| SOURCE EXTRACT |
TC writes: “I have a question about Bach Flower Remedies. I am trying to find out if these remedies are considered New Age. I have a few books book about them which state that it “treats the individual not the symptoms / or disease. They work on an emotional condition of the person concerned.” “The effect of taking the remedies is not to suppress negative attitudes but transforms them into positive ones, stimulating self-healing.” Can you let me know what the Church teaches about this product?”
Your hunch about Bach Flower Remedies (BFR) is a good one. This is definitely a form of alternative medicine that incorporates New Age views about energy and healing.
For those of you who are unaware of what these remedies are all about, they were developed in the 1930s by the British physician Dr Edward Bach. According to his website, he was diagnosed with cancer in 1917 and given just three months to live. However, the three months came and went and, still alive, he grew determined to find a more holistic approach to medicine. This quest led him into homeopathy and experimenting with certain flowers. Eventually, he wandered out of the realm of science altogether.

| STORED DATA |
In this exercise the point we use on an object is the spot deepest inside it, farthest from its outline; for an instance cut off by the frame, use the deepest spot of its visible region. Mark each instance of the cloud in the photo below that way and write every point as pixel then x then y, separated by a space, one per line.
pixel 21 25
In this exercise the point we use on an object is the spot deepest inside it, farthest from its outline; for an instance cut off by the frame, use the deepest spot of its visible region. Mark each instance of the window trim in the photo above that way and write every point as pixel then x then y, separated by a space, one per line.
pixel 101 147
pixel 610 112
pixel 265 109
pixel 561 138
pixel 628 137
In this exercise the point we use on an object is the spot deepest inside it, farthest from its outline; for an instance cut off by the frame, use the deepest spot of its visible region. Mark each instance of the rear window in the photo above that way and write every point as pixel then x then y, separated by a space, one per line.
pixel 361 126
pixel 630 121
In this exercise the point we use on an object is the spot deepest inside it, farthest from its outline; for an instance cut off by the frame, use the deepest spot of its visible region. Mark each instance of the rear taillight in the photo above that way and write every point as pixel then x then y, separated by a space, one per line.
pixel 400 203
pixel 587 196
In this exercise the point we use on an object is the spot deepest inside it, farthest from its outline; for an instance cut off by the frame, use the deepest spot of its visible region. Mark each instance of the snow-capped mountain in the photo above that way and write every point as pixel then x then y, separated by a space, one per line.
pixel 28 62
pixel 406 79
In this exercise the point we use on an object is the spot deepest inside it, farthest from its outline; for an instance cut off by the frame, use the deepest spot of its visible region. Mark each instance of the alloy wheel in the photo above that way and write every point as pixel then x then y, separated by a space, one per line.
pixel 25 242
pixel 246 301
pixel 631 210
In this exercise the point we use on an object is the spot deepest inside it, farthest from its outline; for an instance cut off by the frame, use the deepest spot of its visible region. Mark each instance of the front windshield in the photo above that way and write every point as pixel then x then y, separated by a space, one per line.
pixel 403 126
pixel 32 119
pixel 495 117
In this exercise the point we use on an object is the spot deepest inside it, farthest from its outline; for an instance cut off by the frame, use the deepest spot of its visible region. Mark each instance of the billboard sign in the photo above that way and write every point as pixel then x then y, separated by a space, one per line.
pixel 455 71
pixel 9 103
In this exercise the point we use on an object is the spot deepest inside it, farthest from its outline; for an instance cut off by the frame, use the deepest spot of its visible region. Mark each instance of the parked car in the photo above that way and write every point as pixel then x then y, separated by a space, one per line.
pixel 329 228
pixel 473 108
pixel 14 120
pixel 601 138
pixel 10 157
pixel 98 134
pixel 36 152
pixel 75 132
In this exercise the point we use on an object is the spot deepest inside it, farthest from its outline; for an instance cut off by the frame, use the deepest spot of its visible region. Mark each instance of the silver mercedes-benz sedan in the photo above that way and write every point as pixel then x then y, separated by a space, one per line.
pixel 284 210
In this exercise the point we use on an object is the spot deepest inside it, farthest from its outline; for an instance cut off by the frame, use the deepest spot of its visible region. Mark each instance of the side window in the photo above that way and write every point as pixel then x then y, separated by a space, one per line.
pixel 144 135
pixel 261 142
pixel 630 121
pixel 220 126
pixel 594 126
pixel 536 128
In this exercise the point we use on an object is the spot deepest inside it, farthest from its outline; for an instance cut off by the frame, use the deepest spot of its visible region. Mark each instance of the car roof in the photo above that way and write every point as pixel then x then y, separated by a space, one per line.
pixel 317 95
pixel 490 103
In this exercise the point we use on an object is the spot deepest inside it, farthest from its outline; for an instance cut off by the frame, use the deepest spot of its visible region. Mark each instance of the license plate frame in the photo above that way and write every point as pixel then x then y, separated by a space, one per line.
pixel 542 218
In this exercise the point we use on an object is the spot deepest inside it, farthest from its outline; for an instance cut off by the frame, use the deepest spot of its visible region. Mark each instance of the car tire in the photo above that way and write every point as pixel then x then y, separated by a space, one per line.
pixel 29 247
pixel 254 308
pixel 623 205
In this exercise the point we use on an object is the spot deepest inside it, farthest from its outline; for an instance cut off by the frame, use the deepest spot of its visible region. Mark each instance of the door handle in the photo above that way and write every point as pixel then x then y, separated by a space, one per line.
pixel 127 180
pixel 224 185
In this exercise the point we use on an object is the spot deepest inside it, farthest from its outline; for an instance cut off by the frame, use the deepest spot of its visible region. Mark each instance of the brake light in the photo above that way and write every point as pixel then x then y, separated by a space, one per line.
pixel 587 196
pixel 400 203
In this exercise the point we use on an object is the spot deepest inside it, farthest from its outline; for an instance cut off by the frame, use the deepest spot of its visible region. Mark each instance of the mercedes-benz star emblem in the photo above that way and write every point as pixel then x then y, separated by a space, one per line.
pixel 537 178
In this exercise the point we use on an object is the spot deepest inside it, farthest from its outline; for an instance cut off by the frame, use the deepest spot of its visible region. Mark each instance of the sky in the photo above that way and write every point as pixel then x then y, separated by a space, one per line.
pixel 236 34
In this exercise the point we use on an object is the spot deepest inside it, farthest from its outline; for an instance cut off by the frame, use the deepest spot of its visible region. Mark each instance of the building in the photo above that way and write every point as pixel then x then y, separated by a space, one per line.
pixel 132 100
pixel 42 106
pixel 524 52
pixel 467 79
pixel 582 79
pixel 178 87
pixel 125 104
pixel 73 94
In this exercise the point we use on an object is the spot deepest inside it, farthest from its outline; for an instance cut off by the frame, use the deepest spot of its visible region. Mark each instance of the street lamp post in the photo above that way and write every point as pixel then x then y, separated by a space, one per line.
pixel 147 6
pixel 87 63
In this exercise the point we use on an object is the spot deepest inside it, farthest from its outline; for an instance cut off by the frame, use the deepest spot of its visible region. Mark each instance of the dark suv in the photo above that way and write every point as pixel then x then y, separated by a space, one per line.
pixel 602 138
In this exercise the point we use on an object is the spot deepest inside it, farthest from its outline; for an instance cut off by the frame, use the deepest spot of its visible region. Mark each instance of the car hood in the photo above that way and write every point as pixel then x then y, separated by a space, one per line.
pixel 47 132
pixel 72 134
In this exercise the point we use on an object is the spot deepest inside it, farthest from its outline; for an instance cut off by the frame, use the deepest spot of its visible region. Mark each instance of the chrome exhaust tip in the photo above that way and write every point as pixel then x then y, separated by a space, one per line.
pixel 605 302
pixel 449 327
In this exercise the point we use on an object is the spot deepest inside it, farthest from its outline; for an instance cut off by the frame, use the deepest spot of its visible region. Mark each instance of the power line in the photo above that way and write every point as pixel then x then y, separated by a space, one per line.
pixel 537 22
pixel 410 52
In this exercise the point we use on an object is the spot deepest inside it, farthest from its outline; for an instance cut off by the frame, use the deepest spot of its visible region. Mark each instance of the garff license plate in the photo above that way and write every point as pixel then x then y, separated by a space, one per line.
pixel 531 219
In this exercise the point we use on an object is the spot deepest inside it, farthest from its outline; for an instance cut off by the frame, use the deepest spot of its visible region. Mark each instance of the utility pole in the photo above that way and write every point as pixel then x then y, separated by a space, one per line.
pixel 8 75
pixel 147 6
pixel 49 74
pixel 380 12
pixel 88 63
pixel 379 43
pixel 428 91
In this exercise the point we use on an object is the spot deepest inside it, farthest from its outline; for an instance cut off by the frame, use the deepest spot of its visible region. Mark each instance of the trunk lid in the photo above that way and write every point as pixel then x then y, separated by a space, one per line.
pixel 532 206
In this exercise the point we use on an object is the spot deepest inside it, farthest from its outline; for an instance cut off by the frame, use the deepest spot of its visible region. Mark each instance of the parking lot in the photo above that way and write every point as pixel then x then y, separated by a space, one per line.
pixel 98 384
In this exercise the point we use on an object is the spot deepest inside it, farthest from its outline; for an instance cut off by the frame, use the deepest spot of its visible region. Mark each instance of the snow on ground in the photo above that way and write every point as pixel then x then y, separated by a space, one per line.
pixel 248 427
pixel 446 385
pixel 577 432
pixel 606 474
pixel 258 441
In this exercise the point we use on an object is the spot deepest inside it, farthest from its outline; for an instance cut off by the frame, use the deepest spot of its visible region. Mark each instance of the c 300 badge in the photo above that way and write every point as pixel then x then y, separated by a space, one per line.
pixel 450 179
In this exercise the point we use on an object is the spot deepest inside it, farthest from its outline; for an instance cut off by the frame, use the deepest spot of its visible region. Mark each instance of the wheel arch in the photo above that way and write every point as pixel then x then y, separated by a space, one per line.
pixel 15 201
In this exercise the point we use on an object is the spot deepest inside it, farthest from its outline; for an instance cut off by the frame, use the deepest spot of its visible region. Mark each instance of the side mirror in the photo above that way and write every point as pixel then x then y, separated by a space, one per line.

| WORK TASK |
Continue the piece on Bach Flower Remedies, starting right after its final sentence. The data is not needed for this.

| OUTPUT |
“Just as he had abandoned his home, office and work, Dr Bach began to abandon the scientific method and its reliance on laboratories and reductionism,” the site explains. “He fell back instead on his natural gifts as a healer, and more and more allowed his intuition to guide him to the right plants.”
He eventually landed upon 38 flower-based remedies that allegedly corresponded to 38 negative emotional states which he claimed were relieved in patients who were treated with his flower potions. These mixtures were obtained by opening flower heads that are still fresh with dew, float them on the surface of pure spring water in a glass bowl and let them sit in the sun for a few hours. A second mixture was used for trees and bushes which required branches and leaves to be boiled in water for half an hour.
Here’s where it gets New Agey. In both methods, the plant matter is removed and, according to Bach, the water retains the vibrations or energy of the flower. Bach believed the life force energy or vibration of the plant was somehow transmitted into the tincture and that this vibration interacts on a subtle energy level to “rebalance the conscious and unconscious and dissolve old patterns of behavior,” according to this report by the National Institutes of Health.
Typically, the remedies come in liquid form and are preserved in brandy. To take them, a patient must dilute two drops into a 30 ml dropper bottle and top off with mineral water. From this mixed bottle, a person then takes four drops at least four times a day. The website also recommends that a person put a few drops in a glass of water and sip on it at intervals throughout the day. Two or more remedies might be mixed together “to match your precise mix of emotions.”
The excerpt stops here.